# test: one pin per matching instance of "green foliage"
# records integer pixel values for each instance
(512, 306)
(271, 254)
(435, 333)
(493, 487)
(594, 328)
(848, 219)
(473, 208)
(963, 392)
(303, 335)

* **Task statement**
Print each entry above exactly as given.

* **Solved problem**
# test: one pin per matching instance of "green foliage"
# records integer pixel values for each instance
(512, 306)
(271, 254)
(435, 333)
(493, 487)
(594, 328)
(848, 219)
(473, 208)
(963, 392)
(303, 335)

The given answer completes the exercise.